Repeat the lines of the data below verbatim, starting at the line that contains "of the cabinet" and ending with the last line of the data.

·····

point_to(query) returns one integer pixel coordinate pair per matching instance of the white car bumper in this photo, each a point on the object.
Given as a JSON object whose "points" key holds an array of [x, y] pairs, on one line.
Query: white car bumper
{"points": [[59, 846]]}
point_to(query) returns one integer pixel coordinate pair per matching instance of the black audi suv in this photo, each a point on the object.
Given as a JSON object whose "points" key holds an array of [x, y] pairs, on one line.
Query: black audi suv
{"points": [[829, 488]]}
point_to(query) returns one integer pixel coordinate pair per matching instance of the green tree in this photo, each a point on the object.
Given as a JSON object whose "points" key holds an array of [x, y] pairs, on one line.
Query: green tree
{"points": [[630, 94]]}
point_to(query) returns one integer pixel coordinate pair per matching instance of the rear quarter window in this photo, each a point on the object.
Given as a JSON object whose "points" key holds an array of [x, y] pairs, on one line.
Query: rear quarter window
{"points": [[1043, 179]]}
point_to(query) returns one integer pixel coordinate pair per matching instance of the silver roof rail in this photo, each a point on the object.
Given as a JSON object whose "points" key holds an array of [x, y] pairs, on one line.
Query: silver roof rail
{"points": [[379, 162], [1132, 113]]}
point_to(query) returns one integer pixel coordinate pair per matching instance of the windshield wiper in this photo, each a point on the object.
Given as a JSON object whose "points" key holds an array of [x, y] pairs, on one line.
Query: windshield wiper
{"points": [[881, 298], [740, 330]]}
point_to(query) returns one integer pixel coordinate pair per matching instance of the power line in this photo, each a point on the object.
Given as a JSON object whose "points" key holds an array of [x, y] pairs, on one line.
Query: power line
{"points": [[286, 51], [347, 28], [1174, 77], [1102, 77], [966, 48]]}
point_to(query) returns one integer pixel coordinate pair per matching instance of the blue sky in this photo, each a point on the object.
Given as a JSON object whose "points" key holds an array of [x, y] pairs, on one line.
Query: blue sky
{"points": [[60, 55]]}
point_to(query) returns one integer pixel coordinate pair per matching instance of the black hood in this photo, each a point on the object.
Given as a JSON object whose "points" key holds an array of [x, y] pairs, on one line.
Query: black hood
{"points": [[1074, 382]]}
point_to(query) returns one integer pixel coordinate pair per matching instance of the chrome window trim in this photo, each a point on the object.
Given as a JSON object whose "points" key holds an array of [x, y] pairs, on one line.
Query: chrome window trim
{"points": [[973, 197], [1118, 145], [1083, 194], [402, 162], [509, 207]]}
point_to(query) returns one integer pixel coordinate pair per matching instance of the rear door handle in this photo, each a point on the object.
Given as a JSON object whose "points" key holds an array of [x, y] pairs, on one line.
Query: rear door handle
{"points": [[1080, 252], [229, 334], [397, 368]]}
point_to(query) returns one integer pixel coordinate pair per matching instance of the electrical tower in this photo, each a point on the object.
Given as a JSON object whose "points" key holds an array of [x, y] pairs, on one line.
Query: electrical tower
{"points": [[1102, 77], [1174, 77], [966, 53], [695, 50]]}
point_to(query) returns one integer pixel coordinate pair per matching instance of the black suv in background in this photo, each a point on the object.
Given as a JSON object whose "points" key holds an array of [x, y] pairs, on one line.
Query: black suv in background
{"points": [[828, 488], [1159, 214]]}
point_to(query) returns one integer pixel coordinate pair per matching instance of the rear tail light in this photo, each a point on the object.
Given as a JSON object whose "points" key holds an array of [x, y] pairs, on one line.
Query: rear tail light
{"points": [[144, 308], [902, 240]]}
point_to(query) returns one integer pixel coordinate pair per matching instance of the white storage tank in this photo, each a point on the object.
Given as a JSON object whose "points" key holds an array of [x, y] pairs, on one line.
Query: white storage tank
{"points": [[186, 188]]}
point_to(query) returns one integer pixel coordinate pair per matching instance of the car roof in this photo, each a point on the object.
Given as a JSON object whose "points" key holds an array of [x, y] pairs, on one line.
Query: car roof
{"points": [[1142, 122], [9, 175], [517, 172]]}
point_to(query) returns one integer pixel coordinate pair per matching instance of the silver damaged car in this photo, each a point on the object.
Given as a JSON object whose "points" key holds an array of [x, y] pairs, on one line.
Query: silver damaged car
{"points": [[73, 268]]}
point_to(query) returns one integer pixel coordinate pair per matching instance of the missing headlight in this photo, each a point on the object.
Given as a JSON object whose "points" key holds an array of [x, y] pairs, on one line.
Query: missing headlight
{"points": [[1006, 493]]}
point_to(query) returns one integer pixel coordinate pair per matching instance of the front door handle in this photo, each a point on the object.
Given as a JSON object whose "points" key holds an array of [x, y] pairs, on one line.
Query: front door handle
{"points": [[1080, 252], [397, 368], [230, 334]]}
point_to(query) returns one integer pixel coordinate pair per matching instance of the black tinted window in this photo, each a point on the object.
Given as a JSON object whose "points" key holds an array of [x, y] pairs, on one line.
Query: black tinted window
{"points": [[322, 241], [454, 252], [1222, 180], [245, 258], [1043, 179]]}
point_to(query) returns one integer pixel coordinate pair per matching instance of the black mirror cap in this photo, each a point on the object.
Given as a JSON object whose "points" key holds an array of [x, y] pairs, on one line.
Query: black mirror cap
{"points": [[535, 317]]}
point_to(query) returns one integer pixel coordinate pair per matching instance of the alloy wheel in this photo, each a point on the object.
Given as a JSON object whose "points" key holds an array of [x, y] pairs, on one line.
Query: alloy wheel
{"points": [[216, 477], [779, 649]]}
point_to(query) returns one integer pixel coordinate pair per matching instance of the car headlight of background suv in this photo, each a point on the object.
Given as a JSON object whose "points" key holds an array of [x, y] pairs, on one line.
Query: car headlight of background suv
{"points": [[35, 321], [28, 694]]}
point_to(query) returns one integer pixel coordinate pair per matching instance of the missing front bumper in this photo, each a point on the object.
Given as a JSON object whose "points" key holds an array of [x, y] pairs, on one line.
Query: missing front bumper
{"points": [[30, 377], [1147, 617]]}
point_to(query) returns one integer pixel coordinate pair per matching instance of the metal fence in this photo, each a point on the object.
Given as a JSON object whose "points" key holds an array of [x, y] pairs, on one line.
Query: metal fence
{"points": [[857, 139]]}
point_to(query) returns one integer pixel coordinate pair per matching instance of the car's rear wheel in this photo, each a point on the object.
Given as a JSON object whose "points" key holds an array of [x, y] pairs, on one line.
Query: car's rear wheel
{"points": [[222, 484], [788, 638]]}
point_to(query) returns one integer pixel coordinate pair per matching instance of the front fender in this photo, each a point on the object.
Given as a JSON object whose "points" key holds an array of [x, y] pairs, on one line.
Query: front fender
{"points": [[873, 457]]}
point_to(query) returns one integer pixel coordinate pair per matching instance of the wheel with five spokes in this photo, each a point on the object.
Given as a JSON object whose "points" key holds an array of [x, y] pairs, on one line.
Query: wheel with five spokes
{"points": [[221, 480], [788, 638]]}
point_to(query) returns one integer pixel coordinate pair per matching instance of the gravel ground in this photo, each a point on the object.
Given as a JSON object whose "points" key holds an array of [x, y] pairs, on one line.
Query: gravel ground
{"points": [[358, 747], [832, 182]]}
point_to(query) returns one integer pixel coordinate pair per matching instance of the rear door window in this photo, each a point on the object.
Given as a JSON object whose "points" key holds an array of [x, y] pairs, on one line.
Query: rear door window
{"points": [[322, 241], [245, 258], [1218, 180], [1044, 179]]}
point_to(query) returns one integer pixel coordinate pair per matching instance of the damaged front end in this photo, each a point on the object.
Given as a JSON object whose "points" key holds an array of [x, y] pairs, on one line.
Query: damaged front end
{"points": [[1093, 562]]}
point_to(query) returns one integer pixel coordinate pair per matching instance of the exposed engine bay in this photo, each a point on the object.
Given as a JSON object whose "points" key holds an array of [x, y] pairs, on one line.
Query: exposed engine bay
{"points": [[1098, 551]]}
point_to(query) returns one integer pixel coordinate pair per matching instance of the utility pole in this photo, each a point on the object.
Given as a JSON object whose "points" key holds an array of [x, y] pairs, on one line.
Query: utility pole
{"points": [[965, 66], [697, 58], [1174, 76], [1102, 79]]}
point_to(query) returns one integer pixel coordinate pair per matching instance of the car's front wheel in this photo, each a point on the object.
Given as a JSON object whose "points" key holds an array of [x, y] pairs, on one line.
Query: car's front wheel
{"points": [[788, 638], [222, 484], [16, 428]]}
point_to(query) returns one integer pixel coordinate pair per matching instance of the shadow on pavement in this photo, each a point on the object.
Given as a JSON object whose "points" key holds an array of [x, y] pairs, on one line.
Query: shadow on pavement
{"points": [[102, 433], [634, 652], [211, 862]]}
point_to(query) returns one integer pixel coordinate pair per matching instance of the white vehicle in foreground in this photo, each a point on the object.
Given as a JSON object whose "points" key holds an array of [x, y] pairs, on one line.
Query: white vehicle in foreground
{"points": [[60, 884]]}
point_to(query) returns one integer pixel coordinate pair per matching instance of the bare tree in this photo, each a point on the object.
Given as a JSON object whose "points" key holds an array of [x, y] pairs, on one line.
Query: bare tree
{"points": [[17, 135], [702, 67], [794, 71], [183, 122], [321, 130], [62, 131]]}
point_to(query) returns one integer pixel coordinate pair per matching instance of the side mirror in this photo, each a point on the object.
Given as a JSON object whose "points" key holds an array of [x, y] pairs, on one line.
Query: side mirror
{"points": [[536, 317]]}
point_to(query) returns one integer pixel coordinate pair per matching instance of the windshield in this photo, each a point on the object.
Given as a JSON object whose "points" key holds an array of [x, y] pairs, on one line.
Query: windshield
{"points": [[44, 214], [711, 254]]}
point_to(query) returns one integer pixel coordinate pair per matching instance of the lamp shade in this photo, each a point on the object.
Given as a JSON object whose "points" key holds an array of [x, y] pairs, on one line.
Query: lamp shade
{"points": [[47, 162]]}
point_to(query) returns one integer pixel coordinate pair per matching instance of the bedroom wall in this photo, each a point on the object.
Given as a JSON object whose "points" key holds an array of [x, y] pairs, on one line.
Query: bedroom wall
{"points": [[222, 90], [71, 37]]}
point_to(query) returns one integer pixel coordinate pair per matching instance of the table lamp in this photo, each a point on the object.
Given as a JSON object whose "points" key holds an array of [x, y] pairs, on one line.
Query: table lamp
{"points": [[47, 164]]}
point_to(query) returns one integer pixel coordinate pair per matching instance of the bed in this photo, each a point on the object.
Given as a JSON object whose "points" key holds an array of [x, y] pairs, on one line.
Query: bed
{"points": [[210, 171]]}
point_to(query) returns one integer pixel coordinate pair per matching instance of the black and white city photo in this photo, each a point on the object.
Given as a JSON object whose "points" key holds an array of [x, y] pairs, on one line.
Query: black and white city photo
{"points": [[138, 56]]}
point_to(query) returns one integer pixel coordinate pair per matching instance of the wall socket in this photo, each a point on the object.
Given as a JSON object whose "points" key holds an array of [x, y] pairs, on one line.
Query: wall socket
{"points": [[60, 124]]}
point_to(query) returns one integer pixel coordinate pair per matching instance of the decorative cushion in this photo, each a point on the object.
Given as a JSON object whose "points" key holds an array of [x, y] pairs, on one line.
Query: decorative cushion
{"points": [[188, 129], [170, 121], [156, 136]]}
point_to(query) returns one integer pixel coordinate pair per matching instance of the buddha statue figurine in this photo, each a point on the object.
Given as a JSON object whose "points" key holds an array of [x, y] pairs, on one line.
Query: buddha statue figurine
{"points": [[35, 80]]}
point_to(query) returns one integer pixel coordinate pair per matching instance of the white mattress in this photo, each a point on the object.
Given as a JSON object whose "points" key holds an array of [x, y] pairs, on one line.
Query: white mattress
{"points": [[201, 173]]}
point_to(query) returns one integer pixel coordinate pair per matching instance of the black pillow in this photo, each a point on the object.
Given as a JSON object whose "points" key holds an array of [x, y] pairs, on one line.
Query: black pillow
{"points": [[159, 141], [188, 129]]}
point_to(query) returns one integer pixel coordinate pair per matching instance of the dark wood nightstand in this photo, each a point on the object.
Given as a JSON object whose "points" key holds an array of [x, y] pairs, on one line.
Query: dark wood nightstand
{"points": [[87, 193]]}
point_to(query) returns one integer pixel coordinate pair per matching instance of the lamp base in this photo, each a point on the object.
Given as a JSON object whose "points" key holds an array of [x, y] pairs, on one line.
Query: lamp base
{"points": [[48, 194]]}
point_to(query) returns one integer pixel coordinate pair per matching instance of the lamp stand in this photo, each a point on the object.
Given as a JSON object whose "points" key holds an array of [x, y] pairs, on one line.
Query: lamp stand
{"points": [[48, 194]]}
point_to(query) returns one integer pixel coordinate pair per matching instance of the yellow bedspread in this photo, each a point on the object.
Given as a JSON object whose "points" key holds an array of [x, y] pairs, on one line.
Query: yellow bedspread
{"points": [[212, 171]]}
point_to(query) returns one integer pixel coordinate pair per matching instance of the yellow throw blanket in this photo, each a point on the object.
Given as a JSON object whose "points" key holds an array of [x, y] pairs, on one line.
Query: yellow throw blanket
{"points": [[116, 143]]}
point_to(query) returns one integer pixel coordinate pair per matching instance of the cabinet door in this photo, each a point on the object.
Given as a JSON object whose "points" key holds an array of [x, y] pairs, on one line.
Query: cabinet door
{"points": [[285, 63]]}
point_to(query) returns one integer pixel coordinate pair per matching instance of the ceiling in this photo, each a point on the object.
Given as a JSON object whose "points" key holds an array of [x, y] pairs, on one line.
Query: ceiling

·····

Full response:
point_to(query) returns one integer pixel coordinate pair per matching instance of the cabinet door in this photo, each a point on the object.
Given as a JSON object whose "points" key holds an array of [x, y] pairs, on one line.
Query: cabinet door
{"points": [[285, 63]]}
point_to(query) returns one integer pixel coordinate pair per matching instance of the ceiling in this photo, each a point on the object.
Given as a JSON object whose "points" key holds an array of [x, y] pairs, on one line.
Query: ceiling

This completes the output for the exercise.